WHAT TO WORK ON: Reproduce every one of the records below line for line, with no changes.

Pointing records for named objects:

----

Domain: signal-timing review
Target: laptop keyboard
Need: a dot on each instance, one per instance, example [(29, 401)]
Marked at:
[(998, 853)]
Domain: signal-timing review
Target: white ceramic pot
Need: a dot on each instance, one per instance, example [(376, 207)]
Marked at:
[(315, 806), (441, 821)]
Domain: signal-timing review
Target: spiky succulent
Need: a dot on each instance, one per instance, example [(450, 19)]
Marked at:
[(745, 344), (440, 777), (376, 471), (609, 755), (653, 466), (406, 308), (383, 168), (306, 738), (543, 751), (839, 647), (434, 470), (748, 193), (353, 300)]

----

SOLUTION FOR THIS TASK:
Domain: signal-timing review
Target: laptop keyboard
Need: a dot on each instance, one per instance, example [(29, 401)]
Marked at:
[(998, 853)]
Domain: signal-timing review
Target: white ceramic pot
Need: a dot on each instance, one per instance, example [(376, 207)]
Marked at:
[(315, 806), (441, 821)]
Domain: signal-timing review
Target: spiky succulent
Need: a dot on each instance, one per instance, example [(450, 19)]
Marked at:
[(745, 344), (440, 777), (376, 471), (609, 755), (653, 466), (406, 308), (383, 168), (306, 738), (543, 751), (839, 647), (434, 470), (748, 193), (353, 300)]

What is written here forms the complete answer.